* Exercise brief:
Pull out all of the lines below and reproduce them word for word, omitting the picture.

* Supplied records:
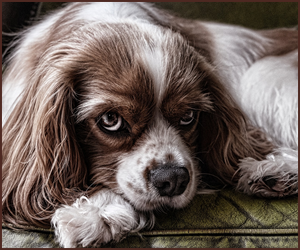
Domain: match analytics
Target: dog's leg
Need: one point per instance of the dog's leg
(104, 217)
(276, 176)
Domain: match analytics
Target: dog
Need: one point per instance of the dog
(114, 110)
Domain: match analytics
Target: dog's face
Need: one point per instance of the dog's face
(138, 100)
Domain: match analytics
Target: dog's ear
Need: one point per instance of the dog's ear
(225, 136)
(233, 44)
(41, 159)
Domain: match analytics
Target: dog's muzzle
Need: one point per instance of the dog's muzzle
(169, 180)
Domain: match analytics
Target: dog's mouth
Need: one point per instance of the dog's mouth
(166, 185)
(169, 180)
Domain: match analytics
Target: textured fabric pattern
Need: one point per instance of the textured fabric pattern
(225, 219)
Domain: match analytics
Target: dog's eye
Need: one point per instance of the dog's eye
(111, 121)
(187, 119)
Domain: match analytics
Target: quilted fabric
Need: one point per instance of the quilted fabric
(225, 219)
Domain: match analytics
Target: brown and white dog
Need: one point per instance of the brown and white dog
(113, 110)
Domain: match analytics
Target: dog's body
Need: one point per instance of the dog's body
(132, 107)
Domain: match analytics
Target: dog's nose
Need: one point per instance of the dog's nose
(169, 180)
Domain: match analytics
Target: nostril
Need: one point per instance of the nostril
(169, 180)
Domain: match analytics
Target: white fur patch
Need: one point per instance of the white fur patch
(98, 220)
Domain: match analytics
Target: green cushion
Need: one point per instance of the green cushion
(225, 219)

* Expected output:
Domain: match analytics
Target: dog's leg
Need: one point per instance of the dog's leg
(104, 217)
(276, 176)
Domain: match analytics
Target: dog
Need: one point per instance of the dog
(114, 110)
Domain: match analytics
Target: dog's face
Need: one point per instance of the dog's face
(138, 100)
Domain: match analytics
Target: dog's ear
Need: one point per instance of the dog's ear
(225, 136)
(233, 44)
(41, 159)
Domain: match analytics
Target: dog's muzzle
Need: one point per instance of the dog's muzzle
(169, 180)
Domain: match analytics
Target: dog's mouth
Need: one point per instance of the dog's mouth
(166, 185)
(169, 180)
Domain: match analytics
Target: textured fabric pattern
Need: one point per instance of the textured fabric pattern
(225, 219)
Domain: match analytics
Target: dog's eye
Need: one point per instance of the dog's eye
(111, 121)
(187, 119)
Domain: match analytics
Target: quilted fabric
Need: one point per instance of the quilted fabric
(225, 219)
Domain: match analytics
Target: brown and white dog
Need: one point per instance of the brown and white dog
(113, 110)
Domain: match analytics
Target: dog's body
Need: one point per instance of the dog's body
(132, 107)
Domain: match analytics
Target: dog's nose
Need: one point per instance of the dog's nose
(169, 180)
Domain: match analytics
Target: nostril
Need: one point per instance of the nostril
(169, 180)
Domain: match analytics
Target: white fur patch
Need: one point per instance of the white fur patch
(98, 220)
Domain: match analytics
Target: green cushion
Need: one point per instance of the green cushion
(225, 219)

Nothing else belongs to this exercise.